# Information given start

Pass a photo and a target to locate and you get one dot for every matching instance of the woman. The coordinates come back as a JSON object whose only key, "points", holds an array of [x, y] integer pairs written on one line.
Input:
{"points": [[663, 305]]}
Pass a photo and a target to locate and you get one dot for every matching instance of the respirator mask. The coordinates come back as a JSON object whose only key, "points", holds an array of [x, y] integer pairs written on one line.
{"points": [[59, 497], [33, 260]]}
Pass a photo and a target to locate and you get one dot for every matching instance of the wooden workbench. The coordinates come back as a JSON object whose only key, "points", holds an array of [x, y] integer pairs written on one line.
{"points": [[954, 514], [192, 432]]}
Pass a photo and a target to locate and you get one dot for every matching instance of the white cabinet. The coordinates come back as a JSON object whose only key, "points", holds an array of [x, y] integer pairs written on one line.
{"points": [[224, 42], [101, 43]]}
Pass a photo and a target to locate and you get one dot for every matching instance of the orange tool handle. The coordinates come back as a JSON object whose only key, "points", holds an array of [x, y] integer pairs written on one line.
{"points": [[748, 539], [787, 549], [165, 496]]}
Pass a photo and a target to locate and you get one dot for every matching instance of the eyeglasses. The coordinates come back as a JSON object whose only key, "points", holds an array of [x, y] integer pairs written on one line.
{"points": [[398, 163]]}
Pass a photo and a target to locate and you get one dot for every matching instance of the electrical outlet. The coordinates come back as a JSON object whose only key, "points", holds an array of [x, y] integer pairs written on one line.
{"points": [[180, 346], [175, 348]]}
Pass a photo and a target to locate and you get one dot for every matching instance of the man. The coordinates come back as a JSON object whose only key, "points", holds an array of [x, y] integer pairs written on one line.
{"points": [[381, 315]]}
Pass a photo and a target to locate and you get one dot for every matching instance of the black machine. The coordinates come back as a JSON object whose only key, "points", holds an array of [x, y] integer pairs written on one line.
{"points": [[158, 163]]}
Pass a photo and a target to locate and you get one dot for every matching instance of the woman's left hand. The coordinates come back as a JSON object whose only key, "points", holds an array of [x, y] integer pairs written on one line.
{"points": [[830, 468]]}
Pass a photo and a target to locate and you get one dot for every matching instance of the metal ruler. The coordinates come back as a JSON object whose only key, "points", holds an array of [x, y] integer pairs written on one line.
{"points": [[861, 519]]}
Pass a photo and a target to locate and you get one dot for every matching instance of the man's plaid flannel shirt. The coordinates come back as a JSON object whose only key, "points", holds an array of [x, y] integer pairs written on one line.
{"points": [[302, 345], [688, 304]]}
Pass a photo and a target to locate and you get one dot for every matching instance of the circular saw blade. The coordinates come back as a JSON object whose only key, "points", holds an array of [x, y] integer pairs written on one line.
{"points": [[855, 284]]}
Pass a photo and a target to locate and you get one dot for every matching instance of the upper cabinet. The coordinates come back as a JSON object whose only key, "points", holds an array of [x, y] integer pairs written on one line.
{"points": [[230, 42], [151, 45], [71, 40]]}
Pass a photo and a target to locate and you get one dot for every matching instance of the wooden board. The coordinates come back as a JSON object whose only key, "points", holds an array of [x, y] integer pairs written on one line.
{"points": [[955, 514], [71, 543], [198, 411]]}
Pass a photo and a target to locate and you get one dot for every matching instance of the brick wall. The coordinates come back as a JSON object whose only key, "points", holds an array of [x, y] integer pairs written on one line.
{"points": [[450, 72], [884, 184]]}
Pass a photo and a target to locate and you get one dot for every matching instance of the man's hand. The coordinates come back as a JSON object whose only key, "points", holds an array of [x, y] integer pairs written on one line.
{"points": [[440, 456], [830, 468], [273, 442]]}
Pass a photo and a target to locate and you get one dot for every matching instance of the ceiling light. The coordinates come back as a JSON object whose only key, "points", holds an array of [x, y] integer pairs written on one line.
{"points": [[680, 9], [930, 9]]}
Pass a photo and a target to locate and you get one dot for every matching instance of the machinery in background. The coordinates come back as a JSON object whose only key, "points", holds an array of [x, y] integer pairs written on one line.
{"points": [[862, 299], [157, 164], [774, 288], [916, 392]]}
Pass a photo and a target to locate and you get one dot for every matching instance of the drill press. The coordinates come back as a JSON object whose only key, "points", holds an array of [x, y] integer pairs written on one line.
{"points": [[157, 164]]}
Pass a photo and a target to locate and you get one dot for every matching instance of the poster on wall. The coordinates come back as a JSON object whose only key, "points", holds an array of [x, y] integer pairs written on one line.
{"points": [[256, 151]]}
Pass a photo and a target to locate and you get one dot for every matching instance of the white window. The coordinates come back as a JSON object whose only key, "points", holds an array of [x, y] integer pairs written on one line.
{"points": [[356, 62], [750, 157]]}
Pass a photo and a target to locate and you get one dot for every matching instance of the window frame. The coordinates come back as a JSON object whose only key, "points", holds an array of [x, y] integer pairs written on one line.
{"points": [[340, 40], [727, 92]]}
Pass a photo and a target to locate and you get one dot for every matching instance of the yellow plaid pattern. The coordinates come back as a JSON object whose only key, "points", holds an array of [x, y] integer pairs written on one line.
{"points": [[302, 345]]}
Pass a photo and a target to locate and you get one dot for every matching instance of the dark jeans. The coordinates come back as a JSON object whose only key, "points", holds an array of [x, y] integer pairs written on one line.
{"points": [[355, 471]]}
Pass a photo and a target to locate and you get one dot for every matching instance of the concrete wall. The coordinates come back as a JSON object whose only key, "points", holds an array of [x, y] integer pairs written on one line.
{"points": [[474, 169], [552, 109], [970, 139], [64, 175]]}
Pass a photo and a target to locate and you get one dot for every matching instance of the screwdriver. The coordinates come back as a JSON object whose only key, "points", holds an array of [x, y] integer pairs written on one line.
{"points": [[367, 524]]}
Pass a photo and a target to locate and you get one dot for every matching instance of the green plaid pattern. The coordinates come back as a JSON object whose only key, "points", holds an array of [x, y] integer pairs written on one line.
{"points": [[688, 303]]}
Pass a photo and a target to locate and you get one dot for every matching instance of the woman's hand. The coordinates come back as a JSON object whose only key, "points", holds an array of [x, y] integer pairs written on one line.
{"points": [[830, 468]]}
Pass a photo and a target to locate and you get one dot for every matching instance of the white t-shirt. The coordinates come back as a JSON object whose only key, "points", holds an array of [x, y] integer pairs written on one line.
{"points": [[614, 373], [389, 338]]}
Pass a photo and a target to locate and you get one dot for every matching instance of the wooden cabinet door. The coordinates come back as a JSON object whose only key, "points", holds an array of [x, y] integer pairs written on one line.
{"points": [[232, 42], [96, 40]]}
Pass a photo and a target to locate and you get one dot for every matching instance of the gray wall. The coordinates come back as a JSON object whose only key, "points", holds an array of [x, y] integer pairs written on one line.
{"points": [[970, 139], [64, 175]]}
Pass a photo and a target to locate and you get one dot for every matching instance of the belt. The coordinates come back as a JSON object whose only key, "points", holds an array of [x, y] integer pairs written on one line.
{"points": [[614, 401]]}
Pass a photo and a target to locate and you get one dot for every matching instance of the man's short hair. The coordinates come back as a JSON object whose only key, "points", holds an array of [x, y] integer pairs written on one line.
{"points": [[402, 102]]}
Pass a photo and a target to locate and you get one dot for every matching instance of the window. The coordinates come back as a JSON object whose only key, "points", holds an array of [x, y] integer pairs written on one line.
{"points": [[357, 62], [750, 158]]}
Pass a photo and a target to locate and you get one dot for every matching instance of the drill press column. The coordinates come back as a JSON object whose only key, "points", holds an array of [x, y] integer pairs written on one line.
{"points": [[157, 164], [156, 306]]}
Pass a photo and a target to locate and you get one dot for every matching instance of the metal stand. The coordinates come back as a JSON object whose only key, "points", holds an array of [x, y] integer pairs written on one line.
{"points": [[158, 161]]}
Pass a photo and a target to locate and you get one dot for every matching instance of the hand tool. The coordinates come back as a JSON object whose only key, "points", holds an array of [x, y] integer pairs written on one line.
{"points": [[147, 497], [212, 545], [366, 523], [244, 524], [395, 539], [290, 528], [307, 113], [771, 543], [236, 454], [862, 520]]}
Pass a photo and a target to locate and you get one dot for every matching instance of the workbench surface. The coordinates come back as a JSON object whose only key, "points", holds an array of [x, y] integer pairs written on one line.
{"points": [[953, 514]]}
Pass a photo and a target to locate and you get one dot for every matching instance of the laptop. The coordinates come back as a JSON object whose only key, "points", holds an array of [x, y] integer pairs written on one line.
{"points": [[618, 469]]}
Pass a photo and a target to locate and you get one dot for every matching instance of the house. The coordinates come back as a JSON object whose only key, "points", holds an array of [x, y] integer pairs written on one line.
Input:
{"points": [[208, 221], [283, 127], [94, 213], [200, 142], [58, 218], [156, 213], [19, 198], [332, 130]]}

# Information given end

- [What this task involves] Copy the records from the line that has "of the laptop." through the end of the records, and change "dot" to "marker" while leaving everything else unchanged.

- [Written solution]
Pass a photo and a target to locate and you get one marker for every matching instance of the laptop. The coordinates come back as a JSON object whose only key, "points", holds an array of [x, y] integer pairs written on one line.
{"points": [[618, 469]]}
Pass a photo and a target to locate and you get one marker for every matching instance of the house. The coordinates come back as a JSON object whose only key, "points", holds an array of [x, y] integer pairs written on one line.
Input:
{"points": [[208, 221], [283, 127], [94, 213], [200, 142], [58, 218], [156, 213], [19, 198], [332, 130]]}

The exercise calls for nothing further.